* **作業指示**:
a. 山川議員の不正献金疑惑を扱った本文抜粋において、テレビ局を退職した東堂が記者として転職した先はどこですか。
b. 山川議員の不正献金疑惑をめぐる本文抜粋を、最後の文の後から書き継いでください。

* **本文抜粋**:

* * * * * * *

東 堂「新たな政治と金の疑惑が浮上です」



東 堂「東京万博推進議員連盟幹事長、山川浩二議員の、不正献金問題が発覚しました」



東 堂「調べによると、昨年4月ごろから複数回に分け、山川氏の資金管理団体に大手ゼネコン 斑目建設から……」


 このスクープで東堂は月間社長賞を受けたわけだが、でもセクハラ問題に関して何も守ってくれなかった会社の対応に嫌気がさし、ミナトテレビを退職。そんな東堂に紅が接触し、この「山川議員の不正献金問題」に関する資料の一部を譲り受ける。



 紅 「わざわざ こっちまで ありがとう」



東 堂「社内通信の監視が厳しいんで」



 紅 「ホントは、何か探りに来たんでしょ?」



東 堂「えっ?」



 紅 「山川議員のネタ、まだ追ってる?とか」


 テレビ局を退職した東堂は、いまは『週刊文新』(文春の「文」と新潮の「新」ね)の記者に転職して、そこで山川議員の不正献金疑惑をさらに追及しようとしていた。



 データを渡してしばらく後、今度は氷見の相方の与田知恵(水川あさみ)が東堂にアプローチしてきた。不正献金疑惑のデータの一部を改竄して欲しい、という依頼だ。

* * * * * * *

* **元データ**:
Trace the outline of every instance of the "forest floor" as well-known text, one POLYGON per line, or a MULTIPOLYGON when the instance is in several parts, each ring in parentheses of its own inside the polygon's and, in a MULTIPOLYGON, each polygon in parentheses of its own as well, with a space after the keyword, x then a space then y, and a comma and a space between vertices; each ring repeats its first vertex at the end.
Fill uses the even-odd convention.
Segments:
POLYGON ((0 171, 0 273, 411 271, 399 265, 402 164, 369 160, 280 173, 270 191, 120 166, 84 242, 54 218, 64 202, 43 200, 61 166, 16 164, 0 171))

* * * * * * *

* **解答**:
a. 『週刊文新』です。

b.
 まあ、あり得ない話だが、でもちゃんとおいしいネタが用意されているので、功名心と上昇志向の強い東堂は、結果的にこれに乗る。



知 恵「東堂さん」



知 恵「山川議員への不正献金者リストから、公表してほしくない名前があるんですよ」



東 堂「そんなことできませんよ(苦笑)」



知 恵「もちろんタダとは言いません」



知 恵「これで 転職先でも一目置かれると思いますよ」



 実は山川議員に不正献金した人物リストのうちに、アイドルグループ「フォレスト」の事務所の社長、森尾(小木茂光)の名前も入っていた。森尾社長は「フォレスト」を東京万博(ってドラマのなかでは言っているけど明らかにオリンピック)に絡めるべく、大臣に相当な額を貢いでいたのである。謝罪会見の後の「ラストステージ」中継を睨みつけながら、まだフォレスト解散を認めようとしない社長に、紅はこのネタをぶつける。



森 尾「いい気分か?」



 紅 「国民的アイドルのステージを間近で見ることなんて、めったにできないですからね」



森 尾「俺があいつらにどれだけのことをやってきたか、分かってんのか?」



 紅 「ええ 知ってますよ。万博の件とか」



森 尾「あぁ?」



 紅 「お幾らお渡しになったんです? 山川議員に」



森 尾「何言ってるんだ? お前」



知 恵「他にもいろいろと、 彼女たちのためにお金を使われてたみたいですけど。脱税、横領、不正献金。ひとつアラが見つかると、次々と出てくるんですよねぇ」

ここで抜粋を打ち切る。